Passage to read Block Start

Petit Verdot is a black grape variety, traditionally used in Bordeaux-style blends. Its name means “the little green one” in French, referring to difficulties in getting berries to develop and mature during cool climatic conditions.
Petit Verdot Grapes in South Africa.
The parentage of the grape is uncertain, but it is speculated that it might be a descendent of the ancient Albanian variety, Balisca, or might have originated from a mutation between wild grapevine species.
While the exact origin of the variety is unknown, the variety seems to have been produced in Bordeaux in the southwest of France for longer than Cabernet Sauvignon.
The variety was once considered more important than Cabernet Sauvignon in Bordeaux, but its popularity declined over time due to ripening problems and production challenges. The phylloxera outbreak in the late 1800s and frost of 1956, also caused a significant downscale in the production of the variety in France.
Synonyms include: Petit Verdau, Petit Verdot noir, Verdau, Bonton Blanc, Bouton, Carmelin, Heran, Lambrusquet noir, Verdot and Plant de Palus.
Production in South Africa
Welgemeend Wine Estate seems to be the first farm to have planted the Petit Verdot vines in 1975. The area under production in South Africa has been increasing steadily, following the importation of more promising French clones in the 1990s.
Plantings of Petit Verdot vines have grown significantly since the 1990s, with South Africa boosting nearly 750 ha under the variety in 2016. The variety is planted in all the wine production regions of the country, with Stellenbosch boosting the largest area under production, followed by Paarl and Robertson.

Passage to read Block End
Information given Block Start

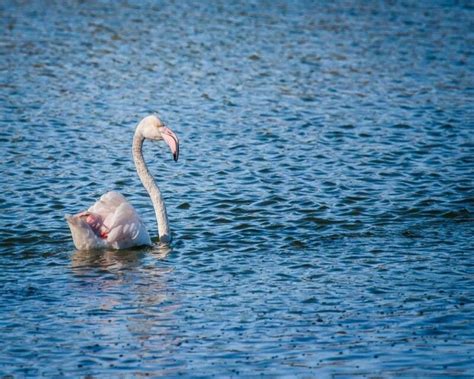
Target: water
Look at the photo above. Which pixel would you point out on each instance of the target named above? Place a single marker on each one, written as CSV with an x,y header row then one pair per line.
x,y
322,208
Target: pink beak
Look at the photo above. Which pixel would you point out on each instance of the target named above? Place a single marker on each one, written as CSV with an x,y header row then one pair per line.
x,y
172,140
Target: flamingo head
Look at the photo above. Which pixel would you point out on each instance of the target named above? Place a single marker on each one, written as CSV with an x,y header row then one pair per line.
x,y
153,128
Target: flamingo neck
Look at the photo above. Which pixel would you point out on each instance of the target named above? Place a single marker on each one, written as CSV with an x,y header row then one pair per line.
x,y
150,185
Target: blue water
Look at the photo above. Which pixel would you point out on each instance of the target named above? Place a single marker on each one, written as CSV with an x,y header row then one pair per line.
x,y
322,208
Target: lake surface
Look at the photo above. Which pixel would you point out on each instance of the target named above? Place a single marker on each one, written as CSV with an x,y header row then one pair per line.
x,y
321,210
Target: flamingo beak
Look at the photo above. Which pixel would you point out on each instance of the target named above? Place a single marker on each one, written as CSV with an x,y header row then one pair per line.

Information given Block End
Information given Block Start

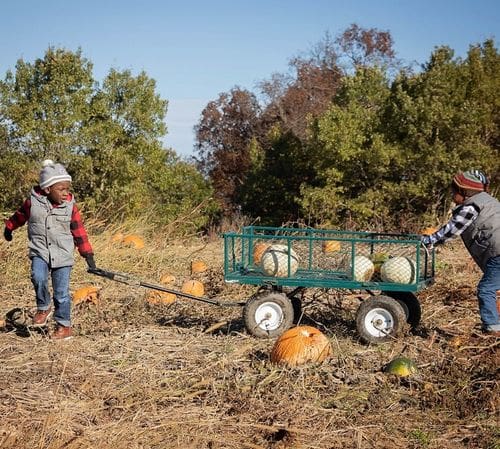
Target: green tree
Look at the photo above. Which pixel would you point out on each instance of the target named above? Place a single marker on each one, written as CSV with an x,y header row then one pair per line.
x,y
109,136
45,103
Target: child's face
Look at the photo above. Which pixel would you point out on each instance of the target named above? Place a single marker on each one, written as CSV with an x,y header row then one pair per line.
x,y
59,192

Information given Block End

Exercise A => According to the Petit Verdot text, which farm seems to have been the first in South Africa to plant Petit Verdot vines?
Exercise B => Continue the Petit Verdot text from its last sentence.

Expected answer A => Welgemeend Wine Estate, in 1975.

Expected answer B =>
Growth and Ripening
The variety is a vigorous grower with a crawling habit. It has a high production potential, ranging between 20 t/ha to 28 t/ha. Grapes ripen late mid-season, from the end of February to middle-March.
Berries and Leaves
The variety produces small, round, thick-skinned berries that turn blue black when optimally ripe. Under unfavourable climatic conditions, the vines may produce green seedless grapes. The medium to large sized leaves have a dark green colour, oblong shape and five lobes.
Pests and Diseases
The variety is susceptible to downy mildew and powdery. It needs plenty of sunlight for optimal ripening and colour development.
The number of single varietal Petit Verdot produced in South Africa, has been increasing steadily over the past decade. It is also used to make typical Bordeaux-style blends, with, for example, Cabernet Sauvignon, Merlot, Cabernet Franc or Malbec.
The variety generally produces berry and nut flavours. Intense fruity flavours are produced when vines are subjected to high temperatures during February. The wine is very dark with a blackish purplish rim.